[Exercise description] In all the records below, swap "even-odd rule" for "nonzero rule" and leave everything else as it is.

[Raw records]
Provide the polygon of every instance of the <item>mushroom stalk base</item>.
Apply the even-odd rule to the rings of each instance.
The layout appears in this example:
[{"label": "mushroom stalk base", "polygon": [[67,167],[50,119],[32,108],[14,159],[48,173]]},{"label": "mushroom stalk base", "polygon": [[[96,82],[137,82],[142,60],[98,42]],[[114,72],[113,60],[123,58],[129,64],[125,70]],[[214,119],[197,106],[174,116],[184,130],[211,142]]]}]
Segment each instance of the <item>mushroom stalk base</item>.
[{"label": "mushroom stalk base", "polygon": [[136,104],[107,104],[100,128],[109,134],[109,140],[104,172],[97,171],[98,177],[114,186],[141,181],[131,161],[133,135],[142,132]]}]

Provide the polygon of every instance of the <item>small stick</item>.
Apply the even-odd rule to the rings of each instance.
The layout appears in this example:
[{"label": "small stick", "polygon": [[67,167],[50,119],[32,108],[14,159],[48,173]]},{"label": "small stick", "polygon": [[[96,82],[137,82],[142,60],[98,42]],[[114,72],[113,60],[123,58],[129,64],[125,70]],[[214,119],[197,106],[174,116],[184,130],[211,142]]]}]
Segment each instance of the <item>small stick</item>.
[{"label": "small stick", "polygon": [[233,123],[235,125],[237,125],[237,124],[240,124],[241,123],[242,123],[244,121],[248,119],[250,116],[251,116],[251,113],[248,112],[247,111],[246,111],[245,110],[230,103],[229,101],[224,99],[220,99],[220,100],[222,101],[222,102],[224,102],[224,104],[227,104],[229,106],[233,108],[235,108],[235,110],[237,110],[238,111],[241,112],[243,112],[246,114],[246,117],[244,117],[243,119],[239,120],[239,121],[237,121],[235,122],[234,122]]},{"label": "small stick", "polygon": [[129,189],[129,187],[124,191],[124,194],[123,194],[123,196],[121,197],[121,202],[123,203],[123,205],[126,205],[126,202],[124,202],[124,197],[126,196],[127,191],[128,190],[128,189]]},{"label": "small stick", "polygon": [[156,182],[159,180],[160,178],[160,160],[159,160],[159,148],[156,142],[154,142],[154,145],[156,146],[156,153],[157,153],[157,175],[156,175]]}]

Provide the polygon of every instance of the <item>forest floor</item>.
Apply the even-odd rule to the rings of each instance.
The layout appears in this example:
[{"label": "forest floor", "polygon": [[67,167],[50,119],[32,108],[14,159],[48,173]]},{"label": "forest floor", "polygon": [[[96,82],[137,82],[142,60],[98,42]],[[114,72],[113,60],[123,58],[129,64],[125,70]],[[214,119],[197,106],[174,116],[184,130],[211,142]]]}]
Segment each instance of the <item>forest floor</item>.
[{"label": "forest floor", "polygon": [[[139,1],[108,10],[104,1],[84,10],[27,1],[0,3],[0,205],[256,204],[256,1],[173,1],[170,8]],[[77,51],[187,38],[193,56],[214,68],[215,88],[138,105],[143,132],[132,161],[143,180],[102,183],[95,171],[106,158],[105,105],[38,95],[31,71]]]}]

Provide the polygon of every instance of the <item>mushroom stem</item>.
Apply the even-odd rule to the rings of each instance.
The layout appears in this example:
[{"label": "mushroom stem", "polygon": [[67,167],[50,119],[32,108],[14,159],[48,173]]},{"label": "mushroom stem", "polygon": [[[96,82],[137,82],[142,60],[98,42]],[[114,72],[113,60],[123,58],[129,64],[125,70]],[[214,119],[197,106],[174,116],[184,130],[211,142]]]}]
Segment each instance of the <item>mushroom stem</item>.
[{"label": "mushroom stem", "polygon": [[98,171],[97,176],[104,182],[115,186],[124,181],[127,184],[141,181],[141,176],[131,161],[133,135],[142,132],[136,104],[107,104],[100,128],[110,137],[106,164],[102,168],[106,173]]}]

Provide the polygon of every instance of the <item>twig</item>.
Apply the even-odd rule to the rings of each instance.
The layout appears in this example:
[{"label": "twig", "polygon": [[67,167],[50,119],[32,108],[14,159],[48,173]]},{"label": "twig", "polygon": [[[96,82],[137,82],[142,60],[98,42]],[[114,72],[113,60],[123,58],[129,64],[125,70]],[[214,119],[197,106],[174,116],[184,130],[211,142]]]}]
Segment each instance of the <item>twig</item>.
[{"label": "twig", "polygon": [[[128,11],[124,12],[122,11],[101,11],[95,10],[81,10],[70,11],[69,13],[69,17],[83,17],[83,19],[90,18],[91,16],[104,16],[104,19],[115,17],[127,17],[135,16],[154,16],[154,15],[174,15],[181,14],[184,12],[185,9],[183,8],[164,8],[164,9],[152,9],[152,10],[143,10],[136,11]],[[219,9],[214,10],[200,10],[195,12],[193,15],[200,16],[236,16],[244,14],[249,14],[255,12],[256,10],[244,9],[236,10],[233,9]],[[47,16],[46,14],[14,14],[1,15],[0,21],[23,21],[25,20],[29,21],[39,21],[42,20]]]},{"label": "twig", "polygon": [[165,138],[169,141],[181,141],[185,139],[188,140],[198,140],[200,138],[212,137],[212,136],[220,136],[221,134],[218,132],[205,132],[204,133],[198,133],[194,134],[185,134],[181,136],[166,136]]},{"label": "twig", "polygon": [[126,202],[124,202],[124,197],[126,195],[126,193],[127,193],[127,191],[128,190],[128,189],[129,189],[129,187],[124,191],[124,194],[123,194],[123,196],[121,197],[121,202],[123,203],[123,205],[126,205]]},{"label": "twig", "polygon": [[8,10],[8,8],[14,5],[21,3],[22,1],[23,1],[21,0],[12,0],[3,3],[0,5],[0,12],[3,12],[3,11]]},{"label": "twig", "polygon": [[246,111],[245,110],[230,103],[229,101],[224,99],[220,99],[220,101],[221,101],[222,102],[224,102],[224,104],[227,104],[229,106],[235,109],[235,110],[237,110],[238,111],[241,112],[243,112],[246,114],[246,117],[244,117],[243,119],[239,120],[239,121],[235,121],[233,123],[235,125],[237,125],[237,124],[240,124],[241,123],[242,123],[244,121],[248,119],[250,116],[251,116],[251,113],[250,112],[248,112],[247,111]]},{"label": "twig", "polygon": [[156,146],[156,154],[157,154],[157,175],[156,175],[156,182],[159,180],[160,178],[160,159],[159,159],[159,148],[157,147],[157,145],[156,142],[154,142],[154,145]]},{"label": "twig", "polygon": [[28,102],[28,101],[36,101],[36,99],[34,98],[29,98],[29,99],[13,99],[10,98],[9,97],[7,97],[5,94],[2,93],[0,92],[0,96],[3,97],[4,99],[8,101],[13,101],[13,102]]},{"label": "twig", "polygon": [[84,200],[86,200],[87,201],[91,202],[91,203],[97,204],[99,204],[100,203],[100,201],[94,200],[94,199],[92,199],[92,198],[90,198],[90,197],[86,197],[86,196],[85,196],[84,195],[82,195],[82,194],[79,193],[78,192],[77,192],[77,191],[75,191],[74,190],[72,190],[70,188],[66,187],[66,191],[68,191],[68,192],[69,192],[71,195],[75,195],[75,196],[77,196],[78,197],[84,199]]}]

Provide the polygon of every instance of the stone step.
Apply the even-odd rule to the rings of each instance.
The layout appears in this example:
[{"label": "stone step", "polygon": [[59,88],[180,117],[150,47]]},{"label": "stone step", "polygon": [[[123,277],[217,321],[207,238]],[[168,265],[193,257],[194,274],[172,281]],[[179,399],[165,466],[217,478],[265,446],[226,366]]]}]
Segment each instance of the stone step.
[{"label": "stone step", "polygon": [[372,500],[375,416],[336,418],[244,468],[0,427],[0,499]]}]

[Reply to the exercise]
Provide the polygon of every instance of the <item>mushroom stalk base</item>.
Apply the nonzero rule to the rings of each instance.
The layout appears in this example:
[{"label": "mushroom stalk base", "polygon": [[67,167],[50,119],[32,108],[14,159],[48,173]]},{"label": "mushroom stalk base", "polygon": [[[96,82],[137,82],[142,60],[98,42]],[[114,72],[113,60],[123,58],[129,64],[125,70]],[[214,119],[197,106],[174,116],[184,130],[211,142]]]}]
Segment each instance of the <item>mushroom stalk base</item>.
[{"label": "mushroom stalk base", "polygon": [[136,104],[107,104],[100,128],[109,134],[109,140],[104,172],[97,171],[98,177],[114,186],[141,181],[131,161],[133,135],[142,132]]}]

Provide the polygon of every instance of the <item>small stick</item>.
Apply the nonzero rule to the rings of each instance.
The layout appears in this example:
[{"label": "small stick", "polygon": [[67,167],[50,119],[32,108],[14,159],[48,173]]},{"label": "small stick", "polygon": [[[96,82],[137,82],[142,60],[98,42]],[[114,72],[113,60],[123,58],[129,64],[125,70]],[[214,119],[197,106],[174,116],[184,130],[211,142]]]}]
Segment each instance of the <item>small stick</item>.
[{"label": "small stick", "polygon": [[233,123],[235,125],[237,125],[237,124],[240,124],[241,123],[242,123],[244,121],[248,119],[250,116],[251,116],[251,113],[248,112],[247,111],[246,111],[245,110],[230,103],[229,101],[224,99],[220,99],[220,100],[222,101],[222,102],[224,102],[224,104],[227,104],[229,106],[233,108],[235,108],[235,110],[237,110],[238,111],[241,112],[243,112],[246,114],[246,117],[244,117],[243,119],[239,120],[239,121],[237,121],[235,122],[234,122]]},{"label": "small stick", "polygon": [[129,189],[129,187],[124,191],[124,194],[123,194],[123,196],[121,197],[121,202],[123,203],[123,205],[126,205],[126,202],[124,202],[124,197],[126,196],[127,191],[128,190],[128,189]]},{"label": "small stick", "polygon": [[156,182],[159,180],[160,178],[160,160],[159,160],[159,148],[156,142],[154,142],[154,145],[156,146],[156,153],[157,153],[157,175],[156,175]]}]

Provide the polygon of every instance of the <item>forest floor</item>.
Apply the nonzero rule to the rings of each instance.
The layout appears in this example:
[{"label": "forest floor", "polygon": [[67,167],[50,119],[32,108],[14,159],[48,173]]},{"label": "forest floor", "polygon": [[[96,82],[137,82],[142,60],[98,42]],[[114,72],[113,60],[123,58],[129,64],[125,70]],[[214,119],[197,106],[174,116],[184,130],[211,142]]]}]
Segment each instance of the <item>forest floor</item>.
[{"label": "forest floor", "polygon": [[[139,1],[108,10],[104,1],[84,10],[27,1],[0,3],[0,205],[256,204],[256,1],[173,1],[170,8]],[[77,51],[187,38],[193,56],[214,68],[215,88],[138,105],[143,132],[132,161],[143,180],[102,183],[95,171],[106,158],[105,105],[38,95],[31,71]]]}]

Provide the polygon of every instance of the <item>mushroom stem</item>.
Apply the nonzero rule to the rings of each instance.
The layout appears in this example:
[{"label": "mushroom stem", "polygon": [[67,167],[50,119],[32,108],[14,159],[48,173]]},{"label": "mushroom stem", "polygon": [[[96,82],[137,82],[142,60],[98,42]],[[114,72],[113,60],[123,58],[129,64],[125,70]],[[214,119],[197,106],[174,116],[184,130],[211,142]]]}]
Segment each instance of the <item>mushroom stem</item>.
[{"label": "mushroom stem", "polygon": [[98,171],[97,176],[104,182],[115,186],[124,181],[127,184],[141,181],[141,176],[131,161],[133,135],[142,132],[136,104],[107,104],[100,128],[110,137],[106,164],[102,168],[106,173]]}]

Provide the polygon of every instance of the <item>twig</item>.
Apply the nonzero rule to the rings of each instance.
The layout appears in this example:
[{"label": "twig", "polygon": [[67,167],[50,119],[32,108],[14,159],[48,173]]},{"label": "twig", "polygon": [[[96,82],[137,82],[142,60],[98,42]],[[114,72],[113,60],[123,58],[129,64],[125,70]],[[214,119],[197,106],[174,116],[184,130],[211,142]]]}]
Segment each instance of the <item>twig</item>.
[{"label": "twig", "polygon": [[[128,11],[124,12],[122,11],[101,11],[95,10],[81,10],[70,11],[69,13],[69,17],[83,17],[83,19],[90,18],[91,16],[104,16],[104,19],[115,17],[127,17],[135,16],[154,16],[154,15],[174,15],[181,14],[184,12],[185,9],[183,8],[164,8],[164,9],[152,9],[152,10],[143,10],[136,11]],[[219,9],[214,10],[200,10],[195,12],[193,15],[200,16],[236,16],[244,14],[249,14],[255,12],[256,10],[244,9],[236,10],[233,9]],[[47,16],[46,14],[14,14],[1,15],[0,21],[23,21],[25,20],[29,21],[39,21],[42,20]]]},{"label": "twig", "polygon": [[165,138],[169,141],[181,141],[185,139],[188,140],[198,140],[200,138],[212,137],[212,136],[220,136],[221,134],[218,132],[205,132],[204,133],[198,133],[194,134],[185,134],[181,136],[166,136]]},{"label": "twig", "polygon": [[126,202],[124,202],[124,197],[126,195],[126,193],[127,193],[127,191],[128,190],[128,189],[129,189],[129,187],[124,191],[124,194],[123,194],[123,196],[121,197],[121,202],[123,203],[123,205],[126,205]]},{"label": "twig", "polygon": [[8,10],[8,8],[14,5],[21,3],[22,1],[23,1],[21,0],[12,0],[3,3],[0,5],[0,12],[3,12],[3,11]]},{"label": "twig", "polygon": [[246,111],[245,110],[230,103],[229,101],[224,99],[220,99],[220,101],[221,101],[222,102],[224,102],[224,104],[227,104],[229,106],[235,109],[235,110],[237,110],[238,111],[241,112],[243,112],[246,114],[246,117],[244,117],[243,119],[239,120],[239,121],[235,121],[233,123],[235,125],[237,125],[237,124],[240,124],[241,123],[242,123],[244,121],[248,119],[250,116],[251,116],[251,113],[250,112],[248,112],[247,111]]},{"label": "twig", "polygon": [[156,146],[156,154],[157,154],[157,175],[156,175],[156,182],[159,180],[160,178],[160,159],[159,159],[159,148],[157,147],[157,145],[156,142],[154,142],[154,145]]},{"label": "twig", "polygon": [[28,102],[28,101],[36,101],[36,99],[34,98],[29,98],[29,99],[13,99],[10,98],[9,97],[7,97],[5,94],[2,93],[0,92],[0,96],[3,97],[4,99],[8,101],[13,101],[13,102]]},{"label": "twig", "polygon": [[84,200],[86,200],[87,201],[91,202],[91,203],[97,204],[99,204],[100,203],[100,201],[94,200],[94,199],[92,199],[92,198],[90,198],[90,197],[86,197],[86,196],[85,196],[84,195],[82,195],[82,194],[79,193],[78,192],[77,192],[77,191],[75,191],[74,190],[72,190],[70,188],[66,187],[66,191],[68,191],[68,192],[69,192],[71,195],[75,195],[75,196],[77,196],[78,197],[84,199]]}]

Provide the polygon of every instance of the stone step.
Apply the nonzero rule to the rings of each instance.
The layout appears in this example:
[{"label": "stone step", "polygon": [[59,88],[180,117],[150,47]]},{"label": "stone step", "polygon": [[[123,277],[217,321],[207,238]],[[168,265],[193,257],[194,274],[172,281]],[[179,399],[165,466],[217,478],[265,446],[226,366]]]}]
Segment each instance of the stone step.
[{"label": "stone step", "polygon": [[372,500],[375,416],[336,418],[244,468],[0,427],[0,499]]}]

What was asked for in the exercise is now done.